* Task to complete *
Each of the entries should be retyped precisely as it appears.

* Records supplied *
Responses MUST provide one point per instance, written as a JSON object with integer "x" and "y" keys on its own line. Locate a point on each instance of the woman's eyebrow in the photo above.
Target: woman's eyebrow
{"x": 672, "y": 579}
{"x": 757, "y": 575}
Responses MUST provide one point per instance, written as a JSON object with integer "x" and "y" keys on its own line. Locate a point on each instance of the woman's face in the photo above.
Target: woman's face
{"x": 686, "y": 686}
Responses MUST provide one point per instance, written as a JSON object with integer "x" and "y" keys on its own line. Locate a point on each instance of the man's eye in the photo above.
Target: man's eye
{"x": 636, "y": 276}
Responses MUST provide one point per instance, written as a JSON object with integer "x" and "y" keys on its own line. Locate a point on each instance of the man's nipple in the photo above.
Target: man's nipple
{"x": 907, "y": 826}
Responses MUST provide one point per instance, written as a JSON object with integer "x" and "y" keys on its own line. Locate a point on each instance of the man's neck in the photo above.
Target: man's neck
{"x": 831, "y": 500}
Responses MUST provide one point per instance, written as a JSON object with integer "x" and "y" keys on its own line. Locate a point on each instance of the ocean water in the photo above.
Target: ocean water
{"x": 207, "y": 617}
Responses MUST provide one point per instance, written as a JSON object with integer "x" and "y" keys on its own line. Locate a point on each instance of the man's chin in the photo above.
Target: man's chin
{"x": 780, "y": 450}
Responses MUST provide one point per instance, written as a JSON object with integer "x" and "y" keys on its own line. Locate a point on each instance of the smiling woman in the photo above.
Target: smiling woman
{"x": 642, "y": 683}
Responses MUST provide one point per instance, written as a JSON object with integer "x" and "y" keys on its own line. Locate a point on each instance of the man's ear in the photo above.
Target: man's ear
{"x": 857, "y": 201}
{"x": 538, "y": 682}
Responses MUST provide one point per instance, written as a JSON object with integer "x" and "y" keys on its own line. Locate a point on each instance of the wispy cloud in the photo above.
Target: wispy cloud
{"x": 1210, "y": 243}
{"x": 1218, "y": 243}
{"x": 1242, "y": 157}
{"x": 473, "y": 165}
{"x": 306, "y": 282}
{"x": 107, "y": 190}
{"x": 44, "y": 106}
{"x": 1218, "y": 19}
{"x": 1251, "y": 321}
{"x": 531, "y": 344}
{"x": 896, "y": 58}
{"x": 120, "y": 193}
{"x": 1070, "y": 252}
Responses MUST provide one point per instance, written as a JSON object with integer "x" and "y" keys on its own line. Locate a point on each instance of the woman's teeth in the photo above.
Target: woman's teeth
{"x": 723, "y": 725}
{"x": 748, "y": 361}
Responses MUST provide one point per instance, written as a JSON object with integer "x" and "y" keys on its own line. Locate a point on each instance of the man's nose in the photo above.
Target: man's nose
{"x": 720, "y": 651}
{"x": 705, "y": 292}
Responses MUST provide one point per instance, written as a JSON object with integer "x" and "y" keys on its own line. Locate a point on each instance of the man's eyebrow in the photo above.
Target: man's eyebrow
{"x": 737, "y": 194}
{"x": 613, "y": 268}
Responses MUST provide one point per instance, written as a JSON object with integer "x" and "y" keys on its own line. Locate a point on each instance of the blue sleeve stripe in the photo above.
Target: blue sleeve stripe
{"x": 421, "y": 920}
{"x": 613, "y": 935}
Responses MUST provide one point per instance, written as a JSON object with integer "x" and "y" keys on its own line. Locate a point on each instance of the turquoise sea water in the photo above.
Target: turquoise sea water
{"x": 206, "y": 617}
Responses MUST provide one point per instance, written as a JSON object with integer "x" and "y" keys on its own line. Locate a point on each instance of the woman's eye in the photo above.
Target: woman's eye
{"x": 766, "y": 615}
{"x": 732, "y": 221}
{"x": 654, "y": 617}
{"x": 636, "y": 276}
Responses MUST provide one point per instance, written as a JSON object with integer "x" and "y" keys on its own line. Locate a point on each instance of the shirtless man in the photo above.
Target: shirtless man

* Task answer *
Responses MUST provide one point per instance, written as a JSON object with integer "x" and "y" keys on its own line. Locate a point on each instance of the woman's eyebrow in the photo above.
Target: woman's eyebrow
{"x": 672, "y": 579}
{"x": 757, "y": 575}
Responses MUST provide one point per instance, written as a JSON object with integer "x" and "y" keys on its own line. Locate a point on each instance of the woman's face in the photo above.
Target: woman's face
{"x": 686, "y": 686}
Responses MUST provide one point per instance, written as a JSON object with integer "x" and "y" keys on its own line. Locate a point on each instance of the man's eye in the photo above.
Target: man's eye
{"x": 636, "y": 276}
Responses MUST provide one point per instance, written as a JSON object with integer "x" and "y" keys on its own line. Locate a point on each instance of the man's nipple in the photo above.
Target: man's nipple
{"x": 907, "y": 826}
Responses MUST provide one point per instance, written as a JSON object with integer "x" and "y" keys on its own line. Locate a point on each instance of the man's neck in the photo above.
Target: man's neck
{"x": 831, "y": 500}
Responses MUST provide one point per instance, written as a JSON object with integer "x" and "y" keys on its own line. Locate a point on each instance of the ocean water in the photo above.
Target: ocean water
{"x": 207, "y": 617}
Responses MUST provide one point per instance, written as a JSON object with integer "x" and "y" keys on its own line. Locate a point on each instance of the man's chin in the photo above.
Target: man's chin
{"x": 780, "y": 450}
Responses MUST provide one point per instance, written as a JSON object with integer "x" and "y" keys on its own line. Locate a point on each instance of the smiling woman in the photo above.
Target: smiling woman
{"x": 642, "y": 683}
Responses MUST provide one point per instance, written as a JSON object with integer "x" and "y" keys on its own line. Locate a point on each instance of the man's ear in the photo above.
Target: man's ear
{"x": 857, "y": 201}
{"x": 538, "y": 682}
Responses MUST provide one point per instance, written as a JSON object with integer "x" and "y" keys on its own line. Locate a point on each instance of the wispy cloud in the photo above.
Target: wispy cloud
{"x": 1210, "y": 243}
{"x": 1218, "y": 243}
{"x": 1242, "y": 157}
{"x": 473, "y": 165}
{"x": 306, "y": 282}
{"x": 107, "y": 190}
{"x": 44, "y": 106}
{"x": 1218, "y": 19}
{"x": 1251, "y": 321}
{"x": 531, "y": 344}
{"x": 896, "y": 58}
{"x": 120, "y": 193}
{"x": 1070, "y": 252}
Responses MUST provide one point per instance, written as a JSON object with integer "x" and "y" keys on its own line. Locate a point on each instance of the woman's teeth in the photo above.
Target: woman's teeth
{"x": 723, "y": 725}
{"x": 748, "y": 361}
Responses MUST provide one point per instance, written as a JSON object with integer "x" and "y" keys on its own line. Locate a point on each instance of the man's nose in the photo above.
Target: man's nose
{"x": 720, "y": 651}
{"x": 705, "y": 292}
Responses MUST provide one point per instance, written as a JSON object with integer "x" and "y" keys on its own line. Locate a point on each instance of the man's eyebrow in the photo above.
Target: man's eyebrow
{"x": 737, "y": 194}
{"x": 613, "y": 268}
Responses MUST provide one point per instance, written as a JSON object with integer "x" and "y" keys on its own line. Locate a point on each instance of the blue sleeve stripe in the photo above.
Target: blue sleeve stripe
{"x": 421, "y": 920}
{"x": 613, "y": 935}
Responses MUST provide one point per instance, written as a JSON object with integer "x" and "y" keys on its own line. Locate a point on each instance of the turquoise sea water in the photo above.
Target: turquoise sea water
{"x": 206, "y": 617}
Responses MUST provide one point per instance, written as a JSON object with integer "x" and "y" keys on its own line. Locate a point on each instance of the woman's eye in the photo above.
Target: woman's eye
{"x": 766, "y": 615}
{"x": 732, "y": 221}
{"x": 654, "y": 617}
{"x": 636, "y": 276}
Responses MUST provide one point per instance, written as a JSON object with integer "x" and "y" keys on its own line. Locate a point on each instance of the shirtless man in the photo above.
Target: shirtless man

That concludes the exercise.